▸ GIVEN EXERCISE:
How many of the lines below contain the word "path", counting only matches with the same case? Give the number alone.

[start DATA RECORDS]

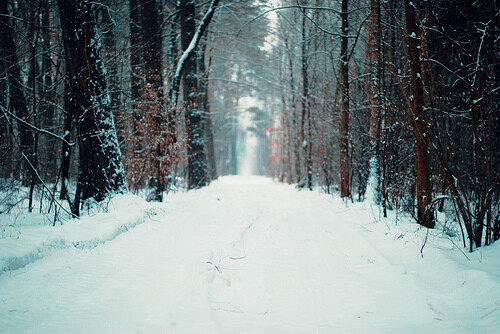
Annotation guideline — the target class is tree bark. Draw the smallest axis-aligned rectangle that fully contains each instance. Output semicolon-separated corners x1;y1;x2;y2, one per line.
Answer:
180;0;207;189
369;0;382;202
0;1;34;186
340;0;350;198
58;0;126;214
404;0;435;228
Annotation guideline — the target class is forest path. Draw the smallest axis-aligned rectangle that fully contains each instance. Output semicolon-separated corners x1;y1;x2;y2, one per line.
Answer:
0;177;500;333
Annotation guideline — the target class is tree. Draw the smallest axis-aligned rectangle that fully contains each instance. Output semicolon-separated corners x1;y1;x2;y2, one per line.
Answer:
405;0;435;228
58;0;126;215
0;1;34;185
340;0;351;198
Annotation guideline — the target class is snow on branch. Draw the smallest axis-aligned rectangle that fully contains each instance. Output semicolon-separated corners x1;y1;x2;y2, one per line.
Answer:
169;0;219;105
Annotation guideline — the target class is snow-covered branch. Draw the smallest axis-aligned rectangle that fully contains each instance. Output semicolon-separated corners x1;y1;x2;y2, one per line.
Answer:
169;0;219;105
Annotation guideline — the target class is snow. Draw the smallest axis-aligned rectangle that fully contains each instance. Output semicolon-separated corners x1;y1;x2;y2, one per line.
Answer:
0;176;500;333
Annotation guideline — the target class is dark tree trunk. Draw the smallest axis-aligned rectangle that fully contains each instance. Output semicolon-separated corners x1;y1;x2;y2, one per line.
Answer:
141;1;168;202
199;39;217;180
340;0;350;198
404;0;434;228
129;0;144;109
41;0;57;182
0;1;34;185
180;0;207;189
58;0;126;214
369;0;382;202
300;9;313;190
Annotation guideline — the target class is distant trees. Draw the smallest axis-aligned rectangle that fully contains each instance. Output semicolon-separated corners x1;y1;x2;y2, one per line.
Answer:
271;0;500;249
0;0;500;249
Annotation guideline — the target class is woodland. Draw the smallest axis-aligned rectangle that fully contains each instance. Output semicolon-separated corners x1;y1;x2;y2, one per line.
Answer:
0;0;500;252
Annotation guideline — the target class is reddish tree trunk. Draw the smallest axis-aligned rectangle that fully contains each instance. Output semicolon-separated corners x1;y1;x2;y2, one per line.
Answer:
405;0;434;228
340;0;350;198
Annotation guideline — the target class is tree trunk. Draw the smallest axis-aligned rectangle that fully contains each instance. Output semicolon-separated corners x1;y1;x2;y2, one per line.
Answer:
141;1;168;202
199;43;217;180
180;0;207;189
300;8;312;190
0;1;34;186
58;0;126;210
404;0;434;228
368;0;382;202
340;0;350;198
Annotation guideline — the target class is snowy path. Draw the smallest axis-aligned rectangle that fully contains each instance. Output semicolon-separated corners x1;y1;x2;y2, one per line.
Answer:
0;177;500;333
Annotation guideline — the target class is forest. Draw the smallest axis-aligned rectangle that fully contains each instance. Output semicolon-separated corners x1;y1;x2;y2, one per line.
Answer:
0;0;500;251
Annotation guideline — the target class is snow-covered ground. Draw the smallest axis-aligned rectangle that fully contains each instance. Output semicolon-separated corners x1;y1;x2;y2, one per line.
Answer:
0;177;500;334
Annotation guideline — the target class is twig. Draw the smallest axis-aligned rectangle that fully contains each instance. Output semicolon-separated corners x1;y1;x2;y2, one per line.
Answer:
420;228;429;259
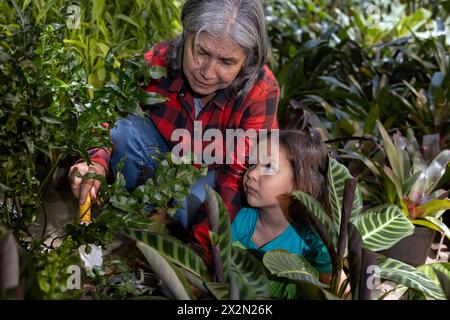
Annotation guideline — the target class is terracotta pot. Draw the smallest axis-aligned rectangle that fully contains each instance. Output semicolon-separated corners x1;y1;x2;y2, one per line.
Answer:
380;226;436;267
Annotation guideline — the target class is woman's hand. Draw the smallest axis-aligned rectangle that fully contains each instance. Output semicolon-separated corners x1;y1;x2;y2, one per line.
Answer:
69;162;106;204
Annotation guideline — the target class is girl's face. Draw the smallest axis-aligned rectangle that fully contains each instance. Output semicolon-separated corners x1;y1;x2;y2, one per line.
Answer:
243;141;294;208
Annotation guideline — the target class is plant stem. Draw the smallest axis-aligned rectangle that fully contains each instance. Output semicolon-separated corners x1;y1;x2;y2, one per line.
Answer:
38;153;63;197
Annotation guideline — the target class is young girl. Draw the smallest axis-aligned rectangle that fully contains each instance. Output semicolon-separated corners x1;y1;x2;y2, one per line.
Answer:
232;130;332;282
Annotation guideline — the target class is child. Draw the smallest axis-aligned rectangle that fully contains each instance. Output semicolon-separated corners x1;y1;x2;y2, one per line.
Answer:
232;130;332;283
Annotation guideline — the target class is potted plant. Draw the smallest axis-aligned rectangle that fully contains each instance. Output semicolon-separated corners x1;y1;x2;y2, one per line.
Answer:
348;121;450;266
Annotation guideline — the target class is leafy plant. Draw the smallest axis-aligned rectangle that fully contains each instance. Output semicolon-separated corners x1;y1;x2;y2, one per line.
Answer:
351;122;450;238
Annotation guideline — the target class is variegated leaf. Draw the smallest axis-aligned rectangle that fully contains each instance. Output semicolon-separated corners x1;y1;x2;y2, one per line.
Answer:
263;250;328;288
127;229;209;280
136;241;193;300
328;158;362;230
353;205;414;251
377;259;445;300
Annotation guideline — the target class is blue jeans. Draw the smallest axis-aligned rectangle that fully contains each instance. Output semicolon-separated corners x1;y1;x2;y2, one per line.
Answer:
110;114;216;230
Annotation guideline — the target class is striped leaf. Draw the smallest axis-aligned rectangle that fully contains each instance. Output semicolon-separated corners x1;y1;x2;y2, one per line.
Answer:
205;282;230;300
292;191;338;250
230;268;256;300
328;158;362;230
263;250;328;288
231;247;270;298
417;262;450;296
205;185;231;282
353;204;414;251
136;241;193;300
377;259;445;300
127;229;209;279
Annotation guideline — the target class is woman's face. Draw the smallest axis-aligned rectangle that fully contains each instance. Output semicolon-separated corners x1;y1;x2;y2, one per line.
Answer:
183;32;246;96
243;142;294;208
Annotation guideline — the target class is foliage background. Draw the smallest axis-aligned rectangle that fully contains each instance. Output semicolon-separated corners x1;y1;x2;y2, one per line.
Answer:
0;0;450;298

[end DATA RECORDS]

▸ TASK RESPONSE:
2